#### PROBLEM 1
In the laughter post, what does the writer say can occasionally cover a snicker, though not reliably?
#### PROBLEM 2
Please condense the paragraph of the laughter post that begins "There's the polite chuckle" into two or three sentences, keeping its main points.
#### PROBLEM 3
Write a continuation of the laughter post, starting right after its last paragraph.

#### EXERCISE PASSAGE
┏━━
Friday, October 22, 2010

The blessing of the belly laugh.

I've been thinking a lot about laughter today, and how different situations, with different company, evoke different laughs. That's a lot of 'differents' isn't it. That's okay. I'm not talking about grammar...I'm talking about laughter.

There's the polite chuckle at any public meeting when the speaker says something humorous and you can tell by the pause and the expectant look on his face that his notes say 'await laughter here'. You can also tell how many are paying attention by the length of the pause between his remark and the beginning of the chuckle. Suddenly you are part of the group...united by inattention, perhaps, but the sidelong glance of another listener in your proximity says 'he almost caught us dozing there, didn't he', and you bond for that brief moment. I love that!

How about the quickly stifled snicker when someone does something unexpected, like the little hop-skip step when they trip over nothing and then notice that you have observed them. You can't help it - it just slips out and then you are obliged to say something corny like 'gotta watch those speed bumps'. Those snickers are risky...especially when something really cracks you up and you try not to react. Occasionally you can cover it with a fake cough, but that's not reliable.

Giggles...now there's an evocative one...especially if you're of the female persuasion. Remember giggling with girlfriends over a private joke? I remember overhearing two very proper school teachers giggling like ten-year-olds over someone who mispronounced a name...one said to the other "Remember him? He's the one who used to pronounce Regina's name with a long I." I loved their delight in sharing this memory, and I love that I can recall that moment and giggle over it myself.
┗━━
#### INFORMATION
┏━━
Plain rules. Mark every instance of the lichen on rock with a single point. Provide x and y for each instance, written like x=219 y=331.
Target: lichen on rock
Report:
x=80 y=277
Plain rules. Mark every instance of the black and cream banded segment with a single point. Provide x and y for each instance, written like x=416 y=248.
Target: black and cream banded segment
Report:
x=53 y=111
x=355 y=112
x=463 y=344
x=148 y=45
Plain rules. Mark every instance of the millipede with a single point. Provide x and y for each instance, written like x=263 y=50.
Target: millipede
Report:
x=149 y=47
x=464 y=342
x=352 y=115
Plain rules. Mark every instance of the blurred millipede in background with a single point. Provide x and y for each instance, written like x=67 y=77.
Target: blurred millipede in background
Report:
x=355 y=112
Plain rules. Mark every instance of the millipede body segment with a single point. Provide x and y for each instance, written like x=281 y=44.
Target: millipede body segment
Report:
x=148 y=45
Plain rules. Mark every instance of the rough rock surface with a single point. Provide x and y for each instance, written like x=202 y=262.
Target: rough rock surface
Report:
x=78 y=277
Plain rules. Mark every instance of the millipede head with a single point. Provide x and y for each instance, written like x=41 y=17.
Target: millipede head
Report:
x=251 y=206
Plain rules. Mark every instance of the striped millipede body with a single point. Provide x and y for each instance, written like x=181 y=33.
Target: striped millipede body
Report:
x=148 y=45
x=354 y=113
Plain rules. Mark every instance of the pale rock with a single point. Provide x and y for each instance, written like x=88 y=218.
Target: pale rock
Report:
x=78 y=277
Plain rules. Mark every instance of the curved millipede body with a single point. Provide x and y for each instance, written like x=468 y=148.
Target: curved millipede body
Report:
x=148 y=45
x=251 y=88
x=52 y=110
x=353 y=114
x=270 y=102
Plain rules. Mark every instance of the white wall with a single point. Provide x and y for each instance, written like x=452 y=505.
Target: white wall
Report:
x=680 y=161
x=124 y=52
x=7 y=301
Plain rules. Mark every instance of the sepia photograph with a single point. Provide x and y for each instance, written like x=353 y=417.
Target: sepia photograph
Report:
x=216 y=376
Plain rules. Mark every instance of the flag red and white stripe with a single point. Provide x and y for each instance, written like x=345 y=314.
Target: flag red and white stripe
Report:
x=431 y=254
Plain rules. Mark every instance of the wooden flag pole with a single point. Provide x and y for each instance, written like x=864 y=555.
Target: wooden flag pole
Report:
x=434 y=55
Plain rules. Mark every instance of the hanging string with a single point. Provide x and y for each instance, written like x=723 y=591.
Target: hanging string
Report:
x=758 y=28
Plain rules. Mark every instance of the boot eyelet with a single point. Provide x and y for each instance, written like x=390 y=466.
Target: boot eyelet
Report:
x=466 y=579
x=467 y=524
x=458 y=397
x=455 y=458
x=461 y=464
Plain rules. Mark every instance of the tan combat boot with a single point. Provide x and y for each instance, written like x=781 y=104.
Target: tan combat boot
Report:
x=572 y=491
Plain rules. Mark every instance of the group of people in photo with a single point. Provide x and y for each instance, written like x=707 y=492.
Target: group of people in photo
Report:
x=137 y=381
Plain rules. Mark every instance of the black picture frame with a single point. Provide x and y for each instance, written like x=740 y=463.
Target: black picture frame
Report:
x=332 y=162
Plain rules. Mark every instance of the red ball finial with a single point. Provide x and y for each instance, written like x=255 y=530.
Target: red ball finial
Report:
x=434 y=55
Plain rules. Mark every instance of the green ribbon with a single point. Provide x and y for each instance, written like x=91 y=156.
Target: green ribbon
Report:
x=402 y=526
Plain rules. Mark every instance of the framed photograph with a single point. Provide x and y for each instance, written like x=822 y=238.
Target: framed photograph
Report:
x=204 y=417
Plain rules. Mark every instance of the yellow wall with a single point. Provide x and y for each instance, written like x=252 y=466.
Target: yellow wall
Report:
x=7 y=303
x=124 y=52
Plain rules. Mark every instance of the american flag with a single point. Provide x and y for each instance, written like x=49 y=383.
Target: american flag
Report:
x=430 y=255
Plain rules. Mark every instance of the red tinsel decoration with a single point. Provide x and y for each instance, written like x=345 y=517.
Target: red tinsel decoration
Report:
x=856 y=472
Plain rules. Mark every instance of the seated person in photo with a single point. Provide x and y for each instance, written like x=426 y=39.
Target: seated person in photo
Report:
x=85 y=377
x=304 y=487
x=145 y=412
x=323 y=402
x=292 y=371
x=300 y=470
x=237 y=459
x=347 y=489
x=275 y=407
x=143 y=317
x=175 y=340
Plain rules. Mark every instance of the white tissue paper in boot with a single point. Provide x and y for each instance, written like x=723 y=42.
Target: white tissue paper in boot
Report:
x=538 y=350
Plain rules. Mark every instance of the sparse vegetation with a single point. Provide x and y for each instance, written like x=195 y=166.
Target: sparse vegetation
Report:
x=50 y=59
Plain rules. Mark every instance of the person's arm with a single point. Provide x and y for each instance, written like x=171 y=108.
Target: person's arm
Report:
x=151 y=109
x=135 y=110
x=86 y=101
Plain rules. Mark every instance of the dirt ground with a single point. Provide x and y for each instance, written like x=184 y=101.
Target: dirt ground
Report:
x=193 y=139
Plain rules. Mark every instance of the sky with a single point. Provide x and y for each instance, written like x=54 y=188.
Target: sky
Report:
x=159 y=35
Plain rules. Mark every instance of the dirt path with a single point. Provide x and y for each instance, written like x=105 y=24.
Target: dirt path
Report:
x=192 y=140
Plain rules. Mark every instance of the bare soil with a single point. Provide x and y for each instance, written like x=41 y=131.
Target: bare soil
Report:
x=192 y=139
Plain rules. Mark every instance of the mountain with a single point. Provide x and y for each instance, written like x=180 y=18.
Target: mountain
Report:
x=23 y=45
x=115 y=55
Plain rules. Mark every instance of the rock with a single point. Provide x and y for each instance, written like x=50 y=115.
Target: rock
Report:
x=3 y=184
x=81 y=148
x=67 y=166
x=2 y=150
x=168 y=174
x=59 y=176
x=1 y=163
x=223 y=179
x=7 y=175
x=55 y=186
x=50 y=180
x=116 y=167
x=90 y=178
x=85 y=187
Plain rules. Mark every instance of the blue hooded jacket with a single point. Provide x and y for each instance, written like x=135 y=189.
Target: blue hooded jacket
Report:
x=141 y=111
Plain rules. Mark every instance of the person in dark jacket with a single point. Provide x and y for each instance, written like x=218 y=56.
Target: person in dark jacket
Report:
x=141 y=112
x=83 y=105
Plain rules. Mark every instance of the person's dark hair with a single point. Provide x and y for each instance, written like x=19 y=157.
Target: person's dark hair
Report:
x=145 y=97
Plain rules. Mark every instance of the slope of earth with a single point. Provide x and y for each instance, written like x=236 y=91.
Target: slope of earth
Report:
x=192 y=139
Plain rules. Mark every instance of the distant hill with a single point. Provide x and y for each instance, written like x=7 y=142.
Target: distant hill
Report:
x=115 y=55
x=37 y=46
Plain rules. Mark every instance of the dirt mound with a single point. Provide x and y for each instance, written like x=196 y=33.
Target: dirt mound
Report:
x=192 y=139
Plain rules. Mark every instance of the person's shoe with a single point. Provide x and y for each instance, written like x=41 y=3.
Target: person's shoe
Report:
┗━━
#### EXPECTED ANSWER 1
A fake cough.

#### EXPECTED ANSWER 2
At public meetings, a speaker's pause and expectant look show when a polite chuckle is due, and the delay before it starts shows how many listeners are paying attention. A sidelong glance from a nearby listener who was also nearly caught dozing creates a brief bond, which the writer loves.

#### EXPECTED ANSWER 3
I've noticed over the years that my laughter is no longer as deep and satisfying as it was back when life was less complicated. It starts in my chest and travels up my throat terminating in a perfectly acceptable laugh, but it seldom triggers the endorphins that are so therapeutic. I don't know why. It just doesn't happen.

Last summer I had opportunity to visit old friends at home on their farm. Their property is just down the road from where mine was and we remain best friends. As I sat with them the years fell away. We recalled funny things about friends and neighbors, memories of our children growing up, moments we had shared...and the air sparkled with our shared mirth. For that one afternoon, laughter came from somewhere deep in my belly and erupted in gales...just like it used to. I wiped tears from my eyes and then laughed some more. That day was a gift from God, as are those dear friends. I realized that day that I hadn't lost my belly laugh...I'd just put it into storage beside memories of a gentler time. And that I need to pull it out more often and use it...actively seek the humor in simple everyday things. Share it with my 'newer' friends.

How very beautiful to find something you thought you had lost. May we never take for granted the blessing of the belly laugh.